In your copy, each record should read exactly as it does below, and no pictures should be present.

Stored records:

--*--

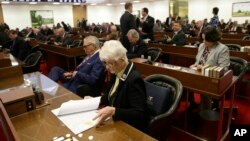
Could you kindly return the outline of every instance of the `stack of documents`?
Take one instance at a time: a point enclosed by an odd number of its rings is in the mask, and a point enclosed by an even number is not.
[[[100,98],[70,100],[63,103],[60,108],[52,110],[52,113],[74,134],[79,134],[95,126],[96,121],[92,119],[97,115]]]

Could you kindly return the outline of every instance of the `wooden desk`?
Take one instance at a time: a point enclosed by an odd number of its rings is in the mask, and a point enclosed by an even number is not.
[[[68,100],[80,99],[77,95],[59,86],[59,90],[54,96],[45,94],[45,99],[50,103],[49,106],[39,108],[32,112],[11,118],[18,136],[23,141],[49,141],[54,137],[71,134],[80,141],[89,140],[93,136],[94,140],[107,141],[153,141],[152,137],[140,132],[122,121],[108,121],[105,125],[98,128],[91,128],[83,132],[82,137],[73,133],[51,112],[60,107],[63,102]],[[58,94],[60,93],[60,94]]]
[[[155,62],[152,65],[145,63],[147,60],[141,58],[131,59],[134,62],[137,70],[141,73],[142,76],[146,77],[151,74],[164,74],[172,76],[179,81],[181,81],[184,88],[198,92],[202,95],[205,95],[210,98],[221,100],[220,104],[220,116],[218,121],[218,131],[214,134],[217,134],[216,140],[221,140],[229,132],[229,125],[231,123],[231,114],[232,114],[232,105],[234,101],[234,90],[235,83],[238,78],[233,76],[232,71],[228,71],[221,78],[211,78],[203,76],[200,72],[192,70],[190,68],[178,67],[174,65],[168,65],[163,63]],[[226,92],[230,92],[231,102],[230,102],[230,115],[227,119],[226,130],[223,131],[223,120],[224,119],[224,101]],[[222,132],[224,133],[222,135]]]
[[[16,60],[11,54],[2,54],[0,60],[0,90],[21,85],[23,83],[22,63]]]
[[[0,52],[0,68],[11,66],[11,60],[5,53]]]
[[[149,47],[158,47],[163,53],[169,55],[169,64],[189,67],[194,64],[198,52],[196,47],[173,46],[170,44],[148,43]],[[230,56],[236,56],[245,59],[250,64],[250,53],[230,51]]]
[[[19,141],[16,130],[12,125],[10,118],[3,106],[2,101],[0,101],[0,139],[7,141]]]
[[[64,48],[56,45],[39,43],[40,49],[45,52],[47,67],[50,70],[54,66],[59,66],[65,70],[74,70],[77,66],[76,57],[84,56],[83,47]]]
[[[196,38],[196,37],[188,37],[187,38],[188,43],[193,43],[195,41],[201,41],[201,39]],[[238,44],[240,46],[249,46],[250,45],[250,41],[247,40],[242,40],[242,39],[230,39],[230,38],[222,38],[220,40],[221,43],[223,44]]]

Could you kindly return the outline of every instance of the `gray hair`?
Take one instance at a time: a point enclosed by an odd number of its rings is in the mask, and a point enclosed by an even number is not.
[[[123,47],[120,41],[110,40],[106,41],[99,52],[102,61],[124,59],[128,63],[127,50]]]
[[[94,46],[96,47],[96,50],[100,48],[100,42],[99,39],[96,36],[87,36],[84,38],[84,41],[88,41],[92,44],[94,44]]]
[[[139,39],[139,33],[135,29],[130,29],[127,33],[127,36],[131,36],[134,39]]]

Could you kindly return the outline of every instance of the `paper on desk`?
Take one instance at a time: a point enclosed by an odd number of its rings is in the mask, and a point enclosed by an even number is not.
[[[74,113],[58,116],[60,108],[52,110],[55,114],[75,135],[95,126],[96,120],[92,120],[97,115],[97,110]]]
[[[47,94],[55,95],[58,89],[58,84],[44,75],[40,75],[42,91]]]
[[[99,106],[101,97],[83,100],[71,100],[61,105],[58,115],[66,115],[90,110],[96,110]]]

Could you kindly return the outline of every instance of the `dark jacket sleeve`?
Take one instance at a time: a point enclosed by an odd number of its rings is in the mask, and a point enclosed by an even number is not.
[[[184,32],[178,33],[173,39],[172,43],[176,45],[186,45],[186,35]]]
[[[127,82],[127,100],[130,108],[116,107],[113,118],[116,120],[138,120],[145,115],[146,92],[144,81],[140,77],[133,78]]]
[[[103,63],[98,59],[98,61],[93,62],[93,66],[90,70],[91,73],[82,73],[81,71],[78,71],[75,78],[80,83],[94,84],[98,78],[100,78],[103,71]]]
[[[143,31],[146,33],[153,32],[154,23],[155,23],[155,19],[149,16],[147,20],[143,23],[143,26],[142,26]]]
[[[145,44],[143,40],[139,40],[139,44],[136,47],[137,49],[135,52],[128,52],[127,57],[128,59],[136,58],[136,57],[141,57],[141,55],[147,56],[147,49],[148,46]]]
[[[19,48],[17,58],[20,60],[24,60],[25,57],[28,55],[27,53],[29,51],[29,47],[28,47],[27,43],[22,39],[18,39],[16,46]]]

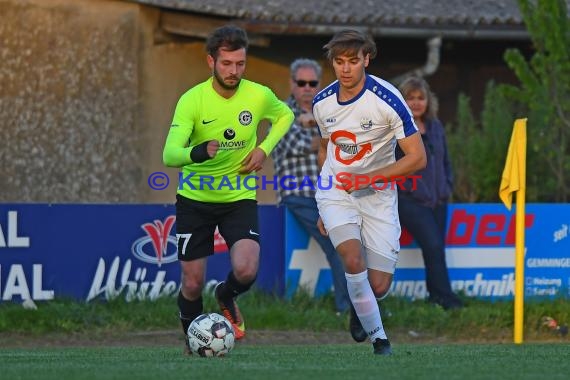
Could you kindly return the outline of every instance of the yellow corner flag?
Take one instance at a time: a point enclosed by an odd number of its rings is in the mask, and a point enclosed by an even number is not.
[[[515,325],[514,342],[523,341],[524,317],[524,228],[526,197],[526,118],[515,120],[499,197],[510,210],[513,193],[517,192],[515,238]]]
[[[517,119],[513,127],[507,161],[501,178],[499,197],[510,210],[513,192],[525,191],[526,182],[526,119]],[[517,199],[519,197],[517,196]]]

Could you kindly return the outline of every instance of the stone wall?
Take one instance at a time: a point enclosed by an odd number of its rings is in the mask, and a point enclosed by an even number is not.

--*--

- [RESPONSE TO THIS EXERCISE]:
Could you kindly return the outline of every instance of the `stack of documents`?
Take one instance at a time: a point enclosed by an odd number of its rings is in the mask, and a point enclosed by an even number is not.
[[[100,98],[70,100],[63,103],[60,108],[52,110],[52,113],[74,134],[79,134],[95,126],[96,121],[92,119],[97,115]]]

Could you kindly return the outline of every instance of the `wooden desk`?
Take one instance at a time: a point enclosed by an odd number of its rings is in the mask, and a point enclosed by an even number is not.
[[[68,100],[80,99],[77,95],[59,86],[59,90],[54,96],[45,94],[45,99],[50,103],[49,106],[39,108],[32,112],[11,118],[18,136],[23,141],[49,141],[54,137],[71,134],[80,141],[89,140],[93,136],[94,140],[107,141],[153,141],[152,137],[140,132],[122,121],[108,121],[105,125],[98,128],[91,128],[83,132],[82,137],[73,133],[51,112],[60,107],[63,102]],[[58,94],[60,93],[60,94]]]
[[[155,62],[152,65],[145,63],[147,60],[141,58],[131,59],[134,62],[137,70],[141,73],[142,76],[146,77],[151,74],[164,74],[172,76],[179,81],[181,81],[184,88],[198,92],[202,95],[205,95],[210,98],[221,100],[220,104],[220,116],[218,121],[218,131],[214,134],[217,134],[216,140],[221,140],[229,132],[229,125],[231,123],[231,114],[232,114],[232,105],[234,101],[234,90],[235,83],[238,78],[233,76],[232,71],[228,71],[221,78],[211,78],[203,76],[200,72],[192,70],[190,68],[178,67],[174,65],[168,65],[163,63]],[[226,92],[230,92],[231,102],[230,102],[230,115],[227,119],[226,130],[223,131],[223,120],[224,119],[224,101]],[[222,132],[224,133],[222,135]]]
[[[16,60],[11,54],[2,54],[0,60],[0,90],[21,85],[23,83],[22,63]]]
[[[0,52],[0,68],[11,66],[11,60],[5,53]]]
[[[149,47],[158,47],[163,53],[169,55],[169,64],[189,67],[194,64],[198,52],[196,47],[173,46],[170,44],[148,43]],[[230,56],[236,56],[245,59],[250,64],[250,53],[230,51]]]
[[[19,141],[16,130],[12,125],[10,118],[3,106],[2,101],[0,101],[0,139],[7,141]]]
[[[64,48],[56,45],[39,43],[40,49],[45,52],[47,67],[50,70],[54,66],[59,66],[65,70],[74,70],[77,66],[76,57],[84,56],[83,47]]]
[[[196,38],[196,37],[188,37],[187,38],[188,43],[193,43],[195,41],[201,41],[201,39]],[[238,44],[240,46],[249,46],[250,45],[250,41],[247,40],[242,40],[242,39],[230,39],[230,38],[222,38],[220,40],[221,43],[223,44]]]

Could you kindly return the outline of every instance of the `gray hair`?
Take one instance at a time: a point enclosed by an odd number of its rings is in the mask, and a point enclosed by an even number is not.
[[[123,47],[120,41],[110,40],[106,41],[99,52],[102,61],[124,59],[128,63],[127,50]]]
[[[94,46],[96,47],[96,50],[100,48],[100,42],[99,39],[96,36],[87,36],[84,38],[84,41],[88,41],[92,44],[94,44]]]
[[[139,39],[139,33],[135,29],[130,29],[127,33],[127,36],[131,36],[134,39]]]

Could you kindly return the outline of every instance of the `paper on desk`?
Take one instance at a time: a point enclosed by an odd number of its rings is in the mask, and a point enclosed by an even number is not.
[[[74,113],[58,116],[60,108],[52,110],[55,114],[75,135],[95,126],[96,120],[92,120],[97,115],[97,110]]]
[[[47,94],[55,95],[58,89],[58,84],[44,75],[40,75],[42,91]]]
[[[99,106],[101,97],[83,100],[71,100],[61,105],[58,115],[66,115],[90,110],[96,110]]]

Could you kindly return the outline of every instance of the `dark jacket sleeve`?
Take one instance at a time: a point enclosed by an odd number of its rings is in the mask, and a point enclosed by an even number is not.
[[[184,32],[178,33],[173,39],[172,43],[176,45],[186,45],[186,35]]]
[[[127,82],[127,100],[130,108],[116,107],[113,118],[116,120],[138,120],[145,115],[146,92],[144,81],[140,77],[133,78]]]
[[[103,63],[98,59],[98,61],[93,62],[93,66],[90,70],[91,73],[82,73],[81,71],[78,71],[75,78],[80,83],[94,84],[98,78],[100,78],[103,71]]]
[[[143,31],[146,33],[153,32],[154,23],[155,23],[155,19],[149,16],[147,20],[143,23],[143,26],[142,26]]]
[[[145,44],[143,40],[139,40],[139,44],[136,47],[137,49],[135,52],[128,52],[127,57],[128,59],[136,58],[136,57],[141,57],[141,55],[147,56],[147,49],[148,46]]]
[[[19,48],[17,58],[20,60],[24,60],[25,57],[28,55],[27,53],[29,51],[29,47],[28,47],[27,43],[22,39],[18,39],[16,46]]]

Could you kindly return the outline of every instance of the yellow corner flag?
Take one instance at a time: a point enclosed by an odd number of its rings is in the mask, and a point enclosed by an even number is not.
[[[515,325],[514,342],[523,341],[524,317],[524,228],[526,197],[526,118],[515,120],[499,197],[510,210],[513,193],[517,192],[515,238]]]
[[[517,119],[513,127],[507,161],[501,178],[499,197],[510,210],[513,192],[525,191],[526,182],[526,119]],[[517,199],[519,197],[517,196]]]

Could you kindly return the outline of every instance of the stone wall?
Take one instance at a time: a point enclosed by an odd number of its rings is in the mask, and a point enclosed by an even number is not.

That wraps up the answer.